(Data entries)
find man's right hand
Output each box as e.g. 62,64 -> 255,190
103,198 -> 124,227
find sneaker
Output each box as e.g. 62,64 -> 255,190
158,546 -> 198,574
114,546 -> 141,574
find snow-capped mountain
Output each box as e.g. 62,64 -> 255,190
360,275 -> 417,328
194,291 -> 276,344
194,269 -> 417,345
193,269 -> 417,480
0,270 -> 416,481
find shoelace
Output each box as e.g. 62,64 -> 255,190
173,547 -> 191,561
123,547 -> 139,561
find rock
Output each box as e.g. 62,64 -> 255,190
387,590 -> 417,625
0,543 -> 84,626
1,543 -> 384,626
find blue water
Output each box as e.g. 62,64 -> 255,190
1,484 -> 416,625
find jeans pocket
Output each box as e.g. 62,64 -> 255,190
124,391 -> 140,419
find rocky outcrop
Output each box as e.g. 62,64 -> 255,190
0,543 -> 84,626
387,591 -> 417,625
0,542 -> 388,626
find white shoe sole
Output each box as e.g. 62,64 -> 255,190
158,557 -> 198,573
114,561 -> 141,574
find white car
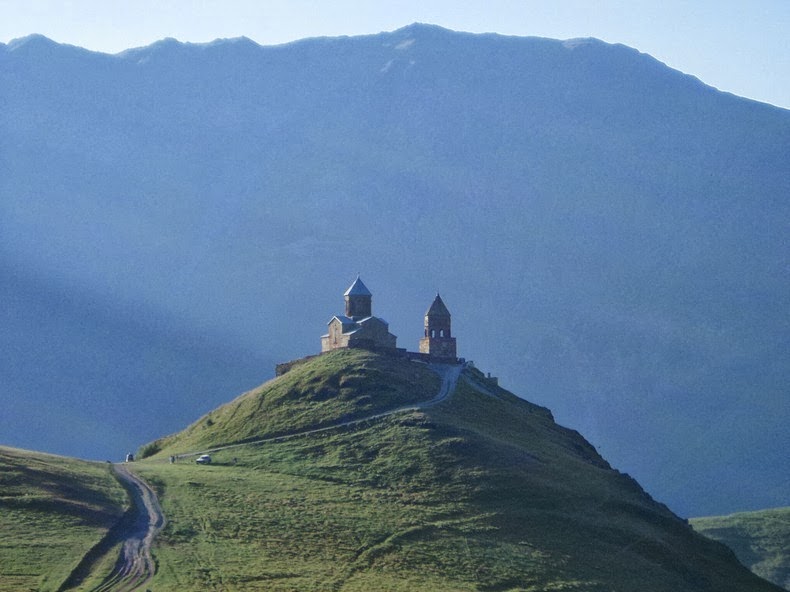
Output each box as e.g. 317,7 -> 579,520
195,454 -> 212,465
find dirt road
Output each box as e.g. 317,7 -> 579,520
91,464 -> 165,591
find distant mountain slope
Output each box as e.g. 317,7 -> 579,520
0,262 -> 269,460
1,24 -> 788,516
692,507 -> 790,590
130,350 -> 781,591
0,446 -> 127,591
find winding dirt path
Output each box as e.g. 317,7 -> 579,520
91,464 -> 166,592
174,362 -> 465,460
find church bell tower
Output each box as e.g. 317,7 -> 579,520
419,294 -> 457,361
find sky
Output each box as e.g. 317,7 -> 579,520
1,0 -> 789,110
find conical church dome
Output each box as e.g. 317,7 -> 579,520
425,293 -> 451,317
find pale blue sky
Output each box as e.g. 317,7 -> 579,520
1,0 -> 788,109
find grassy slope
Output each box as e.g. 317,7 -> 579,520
691,508 -> 790,590
140,349 -> 440,457
0,446 -> 128,592
130,350 -> 780,591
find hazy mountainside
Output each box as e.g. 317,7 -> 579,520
0,446 -> 127,591
692,507 -> 790,590
1,24 -> 788,516
128,350 -> 782,591
0,261 -> 269,459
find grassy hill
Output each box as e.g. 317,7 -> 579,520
0,446 -> 127,591
126,349 -> 780,591
140,349 -> 441,457
691,508 -> 790,590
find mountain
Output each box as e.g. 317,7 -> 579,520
126,350 -> 779,590
1,24 -> 788,517
0,261 -> 269,460
691,507 -> 790,590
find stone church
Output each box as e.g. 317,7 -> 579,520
321,276 -> 398,352
321,277 -> 457,362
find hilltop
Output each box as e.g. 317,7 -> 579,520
123,349 -> 780,591
2,24 -> 788,517
140,349 -> 444,457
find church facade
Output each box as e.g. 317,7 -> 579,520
321,276 -> 398,353
321,277 -> 457,362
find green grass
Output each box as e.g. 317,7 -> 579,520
0,446 -> 128,592
125,352 -> 780,591
134,418 -> 553,591
691,507 -> 790,590
141,349 -> 440,458
3,351 -> 782,591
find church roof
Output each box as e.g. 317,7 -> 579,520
426,293 -> 451,317
328,315 -> 357,326
358,315 -> 388,327
344,275 -> 372,297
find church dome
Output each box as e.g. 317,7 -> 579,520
344,276 -> 372,297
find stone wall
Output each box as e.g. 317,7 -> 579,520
419,336 -> 457,360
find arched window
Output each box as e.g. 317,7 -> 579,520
440,329 -> 444,337
431,329 -> 436,338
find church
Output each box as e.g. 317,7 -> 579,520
321,276 -> 398,352
321,277 -> 457,362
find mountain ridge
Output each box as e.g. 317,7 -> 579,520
3,24 -> 777,111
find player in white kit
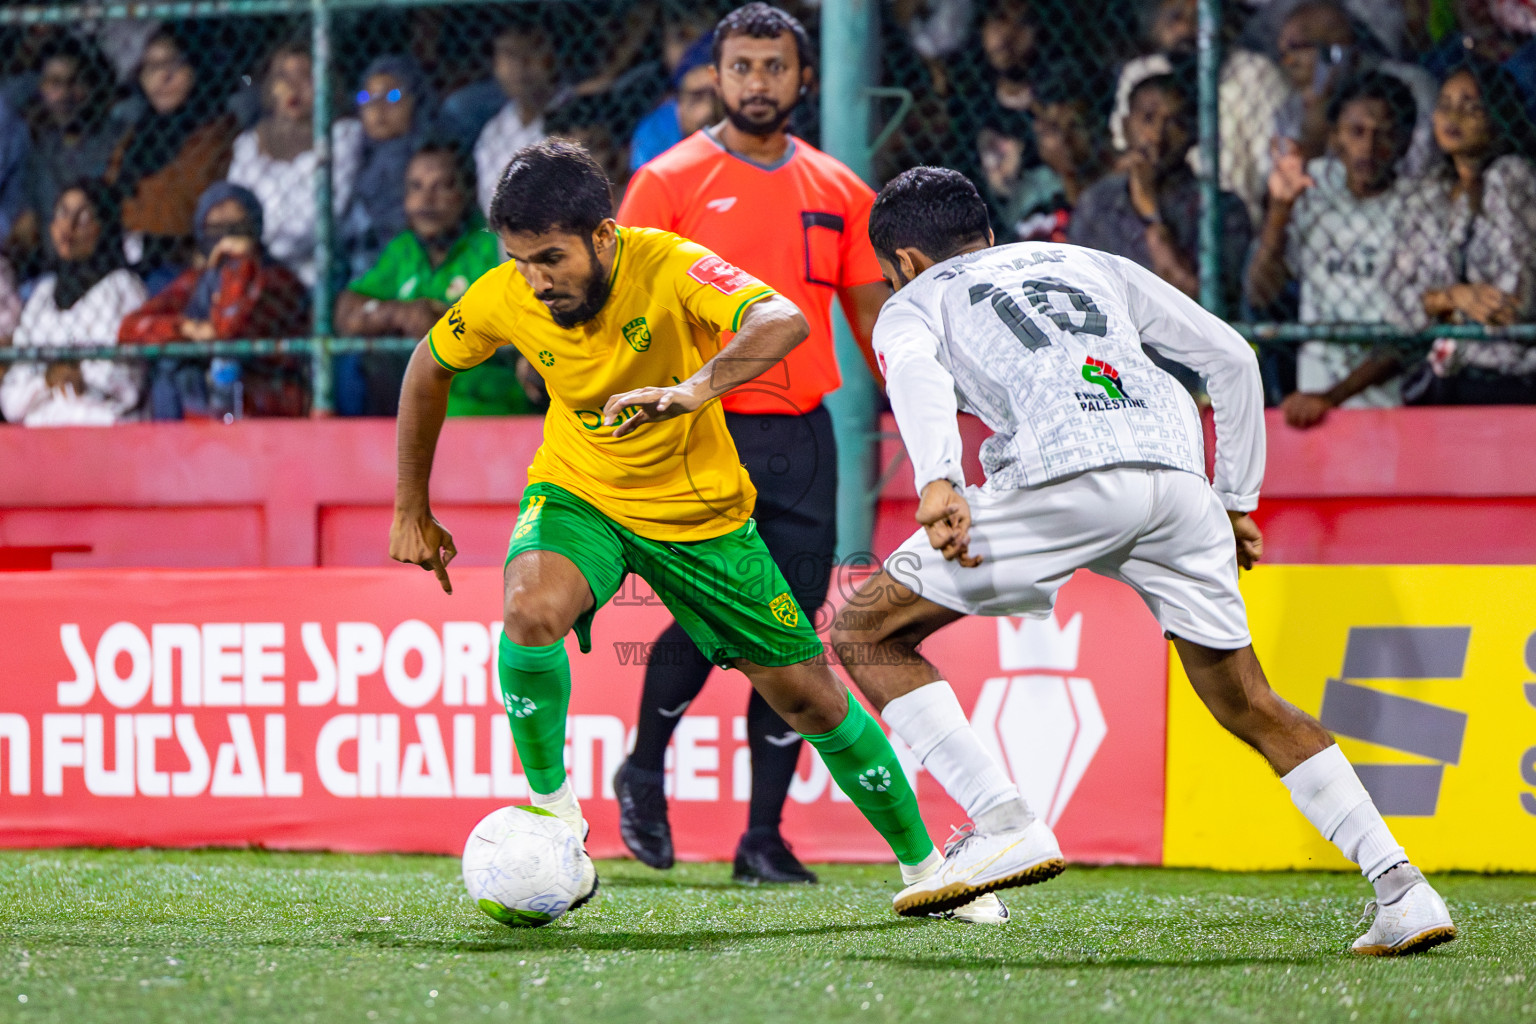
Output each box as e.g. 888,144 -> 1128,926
831,167 -> 1457,955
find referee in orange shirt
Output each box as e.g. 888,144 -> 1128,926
612,2 -> 889,883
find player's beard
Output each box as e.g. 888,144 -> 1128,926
547,246 -> 612,329
723,92 -> 797,137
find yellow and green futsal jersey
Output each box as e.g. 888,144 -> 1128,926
427,227 -> 777,541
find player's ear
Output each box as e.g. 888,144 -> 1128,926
592,218 -> 618,253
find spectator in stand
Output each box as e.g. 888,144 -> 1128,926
339,55 -> 434,281
226,39 -> 364,287
1272,1 -> 1438,178
1071,71 -> 1251,308
0,94 -> 29,252
472,24 -> 558,215
334,144 -> 527,416
14,38 -> 119,270
1386,58 -> 1536,404
1111,0 -> 1291,225
1246,72 -> 1418,425
548,98 -> 631,200
119,182 -> 309,419
0,181 -> 146,426
629,36 -> 718,172
982,79 -> 1109,243
104,27 -> 239,287
1423,0 -> 1536,107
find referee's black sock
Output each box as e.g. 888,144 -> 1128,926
746,688 -> 803,833
628,619 -> 713,773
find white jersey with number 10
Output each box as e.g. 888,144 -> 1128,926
872,242 -> 1265,513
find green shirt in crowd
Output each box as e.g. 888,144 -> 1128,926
347,217 -> 533,416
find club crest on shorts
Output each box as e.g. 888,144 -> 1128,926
622,316 -> 651,352
769,591 -> 799,628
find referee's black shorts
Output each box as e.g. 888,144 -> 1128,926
724,404 -> 838,629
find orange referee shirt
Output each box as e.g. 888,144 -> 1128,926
617,129 -> 885,415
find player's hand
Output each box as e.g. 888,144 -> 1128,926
1280,390 -> 1332,429
917,479 -> 981,567
601,383 -> 702,438
1228,510 -> 1263,570
389,509 -> 458,594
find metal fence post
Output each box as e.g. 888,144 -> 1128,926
310,0 -> 335,414
820,0 -> 878,560
1197,0 -> 1223,316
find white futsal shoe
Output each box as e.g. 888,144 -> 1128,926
893,819 -> 1066,917
935,892 -> 1011,924
1351,881 -> 1457,956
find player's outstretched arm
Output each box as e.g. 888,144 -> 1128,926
602,295 -> 808,437
389,339 -> 459,594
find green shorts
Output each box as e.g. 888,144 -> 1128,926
504,482 -> 825,667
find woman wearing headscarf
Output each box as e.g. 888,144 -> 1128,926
339,54 -> 435,279
1386,57 -> 1536,404
104,26 -> 239,285
0,180 -> 147,425
226,38 -> 364,287
119,181 -> 310,418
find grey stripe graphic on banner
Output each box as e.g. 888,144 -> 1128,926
1354,764 -> 1445,817
1340,627 -> 1471,679
1319,679 -> 1468,764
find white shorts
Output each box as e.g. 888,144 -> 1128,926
885,467 -> 1251,649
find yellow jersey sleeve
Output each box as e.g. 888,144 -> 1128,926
425,266 -> 515,372
665,237 -> 777,336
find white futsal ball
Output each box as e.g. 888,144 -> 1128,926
462,806 -> 597,927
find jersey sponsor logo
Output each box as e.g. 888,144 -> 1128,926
687,254 -> 757,295
705,196 -> 738,213
447,304 -> 466,340
769,591 -> 799,628
622,316 -> 652,352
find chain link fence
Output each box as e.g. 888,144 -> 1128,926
1,0 -> 1534,425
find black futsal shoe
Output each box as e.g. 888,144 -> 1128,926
613,759 -> 674,869
732,827 -> 818,885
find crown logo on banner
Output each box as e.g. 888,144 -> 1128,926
997,611 -> 1083,672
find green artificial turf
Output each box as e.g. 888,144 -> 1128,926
1,850 -> 1532,1023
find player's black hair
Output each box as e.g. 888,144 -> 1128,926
1326,70 -> 1417,148
410,140 -> 476,196
487,139 -> 613,237
868,166 -> 992,266
711,3 -> 814,74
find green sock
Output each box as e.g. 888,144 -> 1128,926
802,692 -> 935,866
498,634 -> 571,794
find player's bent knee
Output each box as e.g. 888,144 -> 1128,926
503,586 -> 579,647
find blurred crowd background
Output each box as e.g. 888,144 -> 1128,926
1,0 -> 1534,427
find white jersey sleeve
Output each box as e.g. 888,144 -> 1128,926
1115,257 -> 1265,512
873,301 -> 966,493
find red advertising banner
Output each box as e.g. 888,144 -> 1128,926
0,566 -> 1167,863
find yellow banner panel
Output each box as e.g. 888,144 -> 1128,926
1164,565 -> 1536,872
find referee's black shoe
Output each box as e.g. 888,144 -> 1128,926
733,827 -> 818,885
614,759 -> 674,869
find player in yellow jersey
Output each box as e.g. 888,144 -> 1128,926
389,140 -> 955,917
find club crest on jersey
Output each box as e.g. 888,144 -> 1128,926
769,592 -> 799,628
622,316 -> 652,352
687,254 -> 757,295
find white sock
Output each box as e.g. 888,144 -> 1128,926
1281,744 -> 1407,881
882,681 -> 1032,824
530,780 -> 584,838
900,848 -> 943,885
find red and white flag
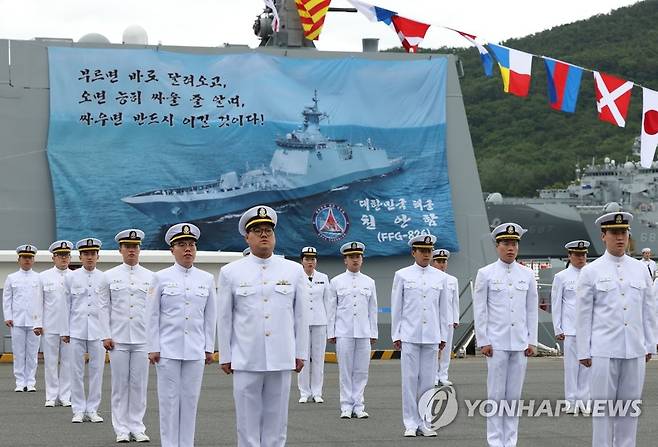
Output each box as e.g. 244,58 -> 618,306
391,15 -> 431,53
593,71 -> 633,127
264,0 -> 280,32
640,87 -> 658,168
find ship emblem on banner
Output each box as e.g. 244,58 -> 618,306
313,203 -> 350,242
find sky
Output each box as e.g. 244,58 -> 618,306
0,0 -> 644,51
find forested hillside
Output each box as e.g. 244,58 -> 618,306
406,0 -> 658,196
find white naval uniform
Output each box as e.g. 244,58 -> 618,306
473,259 -> 538,447
102,263 -> 153,438
576,251 -> 656,447
3,269 -> 41,389
218,254 -> 308,447
35,267 -> 72,402
551,265 -> 590,407
148,263 -> 217,447
641,258 -> 656,279
437,273 -> 460,384
62,267 -> 108,416
297,270 -> 330,400
327,270 -> 378,414
391,263 -> 448,431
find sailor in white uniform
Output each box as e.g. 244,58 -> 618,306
297,246 -> 330,404
640,247 -> 656,280
576,212 -> 656,447
218,205 -> 307,447
551,240 -> 591,414
3,244 -> 41,392
33,240 -> 73,406
432,248 -> 460,387
148,223 -> 217,447
61,238 -> 108,423
391,235 -> 448,437
327,241 -> 378,419
473,223 -> 538,447
102,229 -> 153,443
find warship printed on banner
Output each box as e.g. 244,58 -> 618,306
122,91 -> 404,223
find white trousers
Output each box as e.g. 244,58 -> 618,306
486,350 -> 527,447
233,370 -> 291,447
110,343 -> 149,436
156,358 -> 204,447
590,356 -> 645,447
336,337 -> 371,413
10,326 -> 40,388
437,324 -> 454,383
70,338 -> 105,414
563,336 -> 590,405
42,332 -> 71,402
401,342 -> 438,430
297,325 -> 327,398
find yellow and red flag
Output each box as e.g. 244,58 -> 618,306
295,0 -> 332,41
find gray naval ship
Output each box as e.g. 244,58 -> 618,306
485,138 -> 658,257
121,91 -> 404,223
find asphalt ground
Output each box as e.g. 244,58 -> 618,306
1,357 -> 658,446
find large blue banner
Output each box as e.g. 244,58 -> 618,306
46,48 -> 456,256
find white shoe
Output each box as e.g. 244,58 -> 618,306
354,410 -> 369,419
298,396 -> 309,403
441,379 -> 453,386
404,429 -> 417,437
44,400 -> 56,407
131,433 -> 151,442
14,386 -> 23,392
86,412 -> 104,423
61,400 -> 72,407
116,434 -> 130,443
72,413 -> 84,423
26,385 -> 36,392
418,426 -> 438,437
340,410 -> 352,419
313,395 -> 324,403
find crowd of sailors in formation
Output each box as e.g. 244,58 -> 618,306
2,205 -> 656,447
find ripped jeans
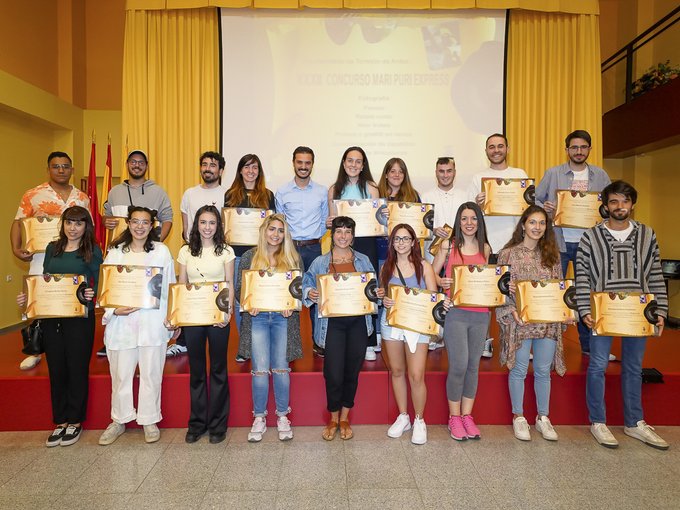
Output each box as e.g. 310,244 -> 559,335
251,312 -> 291,416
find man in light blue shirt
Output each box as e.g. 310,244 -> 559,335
275,146 -> 328,354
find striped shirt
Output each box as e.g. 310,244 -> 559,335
575,220 -> 668,318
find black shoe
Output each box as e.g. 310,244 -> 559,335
209,432 -> 226,444
96,346 -> 107,357
185,430 -> 206,444
235,354 -> 247,363
46,425 -> 67,447
61,424 -> 82,446
312,344 -> 325,358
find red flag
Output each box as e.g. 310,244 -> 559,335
87,140 -> 104,247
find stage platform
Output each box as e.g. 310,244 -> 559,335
1,310 -> 679,431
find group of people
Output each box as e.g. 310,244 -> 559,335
10,129 -> 669,451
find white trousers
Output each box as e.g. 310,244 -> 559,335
107,345 -> 166,426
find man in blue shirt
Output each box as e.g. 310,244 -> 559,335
275,146 -> 329,355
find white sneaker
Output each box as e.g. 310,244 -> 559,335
20,354 -> 41,370
608,353 -> 617,361
535,415 -> 558,441
481,338 -> 493,358
166,343 -> 187,357
387,413 -> 411,438
248,416 -> 267,442
428,340 -> 445,351
513,416 -> 531,441
624,420 -> 669,450
144,424 -> 160,443
364,346 -> 377,361
411,416 -> 427,445
374,333 -> 382,352
98,422 -> 125,445
590,423 -> 619,448
277,415 -> 293,441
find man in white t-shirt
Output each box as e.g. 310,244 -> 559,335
469,134 -> 528,358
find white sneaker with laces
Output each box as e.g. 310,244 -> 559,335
20,354 -> 42,370
166,343 -> 187,357
590,422 -> 619,448
98,422 -> 126,445
624,420 -> 669,450
428,340 -> 445,351
387,413 -> 411,438
248,416 -> 267,442
535,415 -> 558,441
277,415 -> 293,441
513,416 -> 531,441
411,416 -> 427,445
144,424 -> 161,443
364,346 -> 377,361
481,338 -> 493,358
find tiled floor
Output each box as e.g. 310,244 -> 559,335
1,425 -> 679,510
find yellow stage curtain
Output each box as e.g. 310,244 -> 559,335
505,11 -> 602,181
122,7 -> 220,255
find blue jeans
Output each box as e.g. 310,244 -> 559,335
251,312 -> 290,416
234,256 -> 242,333
508,338 -> 556,417
586,335 -> 646,427
561,242 -> 590,352
297,243 -> 321,343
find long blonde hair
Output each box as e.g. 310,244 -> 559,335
250,213 -> 301,271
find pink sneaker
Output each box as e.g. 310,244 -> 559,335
448,415 -> 467,441
462,415 -> 481,440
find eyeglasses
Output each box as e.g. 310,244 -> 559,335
393,236 -> 413,244
129,219 -> 152,227
567,145 -> 590,151
128,159 -> 147,167
50,164 -> 72,170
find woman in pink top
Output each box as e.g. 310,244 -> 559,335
433,202 -> 492,441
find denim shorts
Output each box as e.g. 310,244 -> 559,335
380,310 -> 431,344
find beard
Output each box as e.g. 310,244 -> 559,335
202,173 -> 219,184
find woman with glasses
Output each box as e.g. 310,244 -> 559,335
380,223 -> 442,445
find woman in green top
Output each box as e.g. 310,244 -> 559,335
17,206 -> 102,447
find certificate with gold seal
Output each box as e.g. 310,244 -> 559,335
591,292 -> 659,337
386,284 -> 446,336
23,274 -> 88,320
387,202 -> 434,240
21,216 -> 60,253
334,199 -> 387,237
554,190 -> 603,229
240,269 -> 302,312
222,208 -> 274,246
167,282 -> 230,327
428,224 -> 453,257
317,272 -> 379,318
515,279 -> 577,323
97,265 -> 163,309
450,265 -> 511,307
482,178 -> 535,216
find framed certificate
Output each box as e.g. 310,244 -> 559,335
317,272 -> 379,317
97,264 -> 164,309
428,224 -> 453,257
482,178 -> 535,216
450,264 -> 511,307
105,217 -> 159,248
386,284 -> 446,336
240,269 -> 302,312
515,279 -> 577,323
387,202 -> 434,240
334,199 -> 387,237
591,292 -> 659,337
554,190 -> 604,229
222,208 -> 273,246
23,274 -> 88,320
21,216 -> 60,253
167,282 -> 230,327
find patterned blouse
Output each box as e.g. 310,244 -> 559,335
496,244 -> 566,376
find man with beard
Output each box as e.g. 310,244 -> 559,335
575,181 -> 668,450
275,146 -> 328,355
180,152 -> 227,241
536,130 -> 611,357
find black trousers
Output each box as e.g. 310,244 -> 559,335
184,325 -> 230,434
43,314 -> 95,424
323,316 -> 368,412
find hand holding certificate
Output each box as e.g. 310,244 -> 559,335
428,224 -> 453,257
222,208 -> 273,246
240,269 -> 302,312
386,284 -> 446,336
590,292 -> 660,337
167,282 -> 230,327
450,265 -> 511,307
482,178 -> 535,216
98,265 -> 163,309
515,279 -> 577,323
21,216 -> 60,253
387,202 -> 434,240
23,274 -> 89,320
334,199 -> 387,237
553,190 -> 604,228
317,272 -> 379,317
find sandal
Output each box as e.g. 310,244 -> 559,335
322,420 -> 338,441
339,420 -> 353,440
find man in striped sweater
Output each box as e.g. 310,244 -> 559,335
575,180 -> 668,450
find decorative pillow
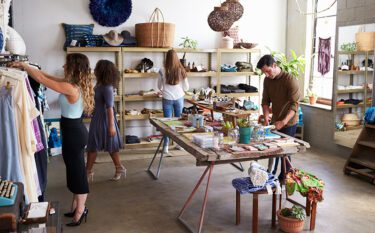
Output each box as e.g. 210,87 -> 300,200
83,34 -> 104,47
62,23 -> 94,49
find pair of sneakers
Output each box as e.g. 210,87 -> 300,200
162,145 -> 185,154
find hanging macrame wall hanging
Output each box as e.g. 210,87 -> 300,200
89,0 -> 132,27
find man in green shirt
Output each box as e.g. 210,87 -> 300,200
257,54 -> 300,181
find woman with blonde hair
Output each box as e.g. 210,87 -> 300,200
158,49 -> 189,153
11,53 -> 94,227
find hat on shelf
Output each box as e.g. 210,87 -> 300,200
103,30 -> 124,46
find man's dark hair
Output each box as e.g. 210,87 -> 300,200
256,55 -> 276,69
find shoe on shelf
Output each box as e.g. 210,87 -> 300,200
87,170 -> 94,183
66,207 -> 88,227
110,165 -> 126,181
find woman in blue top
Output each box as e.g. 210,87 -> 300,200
11,53 -> 94,227
86,60 -> 124,181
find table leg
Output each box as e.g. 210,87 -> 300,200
252,193 -> 259,233
236,190 -> 240,225
310,201 -> 317,231
272,192 -> 276,228
178,162 -> 215,233
230,162 -> 244,172
146,138 -> 165,180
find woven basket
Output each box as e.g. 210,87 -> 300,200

> _TASK_:
Scan the lines above for "beard", then copy every one that has it.

> _WORKED SOLUTION_:
find player's beard
find beard
find man with beard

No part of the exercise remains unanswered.